-- START --
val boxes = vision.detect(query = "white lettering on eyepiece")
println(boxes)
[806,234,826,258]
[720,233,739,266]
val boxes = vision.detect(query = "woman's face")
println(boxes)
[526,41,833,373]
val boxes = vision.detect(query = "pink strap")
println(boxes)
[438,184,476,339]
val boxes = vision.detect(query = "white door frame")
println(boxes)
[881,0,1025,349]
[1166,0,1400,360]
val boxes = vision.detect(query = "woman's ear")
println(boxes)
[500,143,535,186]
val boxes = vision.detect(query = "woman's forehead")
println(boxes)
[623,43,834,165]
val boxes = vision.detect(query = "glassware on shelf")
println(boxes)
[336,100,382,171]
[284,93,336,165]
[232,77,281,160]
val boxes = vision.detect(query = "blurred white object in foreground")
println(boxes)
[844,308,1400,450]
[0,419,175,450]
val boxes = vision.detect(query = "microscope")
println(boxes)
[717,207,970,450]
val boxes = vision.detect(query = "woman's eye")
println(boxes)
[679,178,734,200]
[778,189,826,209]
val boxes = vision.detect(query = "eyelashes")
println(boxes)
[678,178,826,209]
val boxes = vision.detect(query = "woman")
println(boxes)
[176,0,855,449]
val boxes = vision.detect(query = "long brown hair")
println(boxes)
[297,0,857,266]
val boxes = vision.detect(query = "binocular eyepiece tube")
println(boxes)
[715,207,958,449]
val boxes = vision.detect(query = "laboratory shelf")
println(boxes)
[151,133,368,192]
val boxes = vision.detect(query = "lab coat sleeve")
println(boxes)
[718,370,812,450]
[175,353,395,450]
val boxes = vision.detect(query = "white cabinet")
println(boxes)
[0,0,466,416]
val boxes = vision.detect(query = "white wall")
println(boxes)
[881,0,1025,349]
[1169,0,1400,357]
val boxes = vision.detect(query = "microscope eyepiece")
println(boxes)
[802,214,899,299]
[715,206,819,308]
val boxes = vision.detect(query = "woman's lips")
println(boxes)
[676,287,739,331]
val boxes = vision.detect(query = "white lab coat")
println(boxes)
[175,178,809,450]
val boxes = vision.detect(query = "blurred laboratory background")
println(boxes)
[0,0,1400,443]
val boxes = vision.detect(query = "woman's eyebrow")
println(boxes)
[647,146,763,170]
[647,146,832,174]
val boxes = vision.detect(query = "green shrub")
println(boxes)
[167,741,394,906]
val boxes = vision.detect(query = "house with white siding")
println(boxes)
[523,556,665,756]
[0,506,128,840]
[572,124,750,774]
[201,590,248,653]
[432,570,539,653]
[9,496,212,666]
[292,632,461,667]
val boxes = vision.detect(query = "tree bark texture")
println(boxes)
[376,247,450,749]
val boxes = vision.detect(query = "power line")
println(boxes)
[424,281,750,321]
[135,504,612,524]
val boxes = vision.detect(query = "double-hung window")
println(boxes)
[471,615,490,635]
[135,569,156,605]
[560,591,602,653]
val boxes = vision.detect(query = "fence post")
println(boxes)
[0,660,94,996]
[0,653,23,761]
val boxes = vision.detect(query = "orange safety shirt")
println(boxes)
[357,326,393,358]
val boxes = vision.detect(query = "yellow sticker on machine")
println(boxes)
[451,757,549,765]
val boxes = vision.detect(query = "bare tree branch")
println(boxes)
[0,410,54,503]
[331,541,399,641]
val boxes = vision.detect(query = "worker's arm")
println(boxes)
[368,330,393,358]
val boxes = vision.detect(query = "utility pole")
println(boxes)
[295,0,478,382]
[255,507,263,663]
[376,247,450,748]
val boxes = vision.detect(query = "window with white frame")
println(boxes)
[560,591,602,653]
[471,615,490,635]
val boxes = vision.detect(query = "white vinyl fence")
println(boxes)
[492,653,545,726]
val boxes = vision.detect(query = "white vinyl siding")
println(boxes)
-- END --
Write out all of the records above line by line, keeping every character and the original order unchanged.

val boxes = vision.detect(query = "white lettering on eyepiece")
println(boxes)
[806,234,826,258]
[720,233,739,266]
val boxes = vision.detect(query = "woman's face")
println(boxes)
[526,41,833,373]
val boxes = vision.detect(query = "pink strap")
println(boxes)
[438,184,476,339]
val boxes = vision.detect(query = "white door frame")
println(boxes)
[881,0,1025,349]
[1166,0,1400,360]
val boxes = vision.detect(query = "woman's ear")
println(boxes)
[500,143,535,186]
val boxes = vision.detect(query = "woman's forehead")
println(boxes)
[623,43,834,165]
val boxes = vision.detect(query = "glassware on shelf")
println(boxes)
[336,100,382,171]
[284,93,336,165]
[232,77,281,160]
val boxes = vision.detect(query = "blurred white object in foreground")
println(boxes)
[844,308,1400,450]
[0,419,175,450]
val boxes = vision.detect(query = "microscope")
println(boxes)
[717,207,970,450]
val boxes = vision.detect(query = "woman's eye")
println(boxes)
[679,178,734,200]
[778,189,826,209]
val boxes = vision.detect(query = "eyelashes")
println(boxes)
[678,178,826,209]
val boxes = vision.detect(query = "woman")
println(boxes)
[176,0,855,449]
val boxes = vision.detect(query = "long brown hair")
println(boxes)
[297,0,857,266]
val boxes = vision.detect(query = "binocular eyepiece tube")
println(boxes)
[715,207,958,449]
val boxes = vision.detect(query = "laboratory shelf")
println(boxes)
[151,133,368,192]
val boxes = vision.detect(query = "lab coat sleeve")
println(boxes)
[718,370,812,450]
[175,353,395,450]
val boxes = vision.detect(query = "white cabinet")
println(boxes)
[0,0,466,416]
val boxes = vision.detect(query = "white wall")
println(boxes)
[881,0,1025,349]
[1169,0,1400,357]
val boxes = vision.detect(query = "microscope eyepiece")
println(boxes)
[802,214,899,299]
[715,206,819,308]
val boxes = vision.detect(query = "woman's lips")
println(boxes)
[676,287,739,331]
val boxes = vision.detect(query = "white lab coat")
println(boxes)
[175,178,809,450]
val boxes = vision.detect(query = "blurred laboratory background")
println(boxes)
[0,0,1400,443]
val boxes = vision.detect(query = "woman's eyebrow")
println(boxes)
[647,146,763,170]
[647,146,832,174]
val boxes = vision.detect(query = "green shrub")
println(boxes)
[167,741,394,906]
val boxes = vision.detect(query = "house with white siding")
println(boxes)
[523,556,665,756]
[0,506,128,840]
[572,124,750,774]
[201,590,248,653]
[432,570,539,653]
[9,496,212,666]
[292,632,461,667]
val boxes = vision.detect(query = "tree bark texture")
println(boxes)
[376,247,450,749]
val boxes = vision.detect(query = "power line")
println(boxes)
[424,281,750,321]
[135,504,612,524]
val boxes = vision.detect(query = "double-hung window")
println(boxes)
[471,615,490,635]
[135,569,156,605]
[560,591,602,653]
val boxes = vision.detect(query = "fence post")
println(boxes)
[0,660,94,996]
[0,653,23,761]
val boxes = vision.detect(query = "orange safety shirt")
println(boxes)
[357,326,393,358]
val boxes = vision.detect(query = "yellow sticker on machine")
println(boxes)
[451,757,549,765]
val boxes = vision.detect(query = "bare tree branch")
println(boxes)
[0,410,54,503]
[331,541,399,641]
val boxes = vision.detect(query = "worker's arm")
println(boxes)
[368,330,393,358]
val boxes = vision.detect(query = "utility pole")
println(boxes)
[295,0,478,382]
[255,507,263,663]
[376,247,450,748]
val boxes = vision.detect(query = "window with white frame")
println(boxes)
[560,591,602,653]
[471,615,490,635]
val boxes = vision.detect(query = "white vinyl fence")
println(boxes)
[492,653,545,726]
val boxes = vision.detect(query = "white vinyl siding")
println(boxes)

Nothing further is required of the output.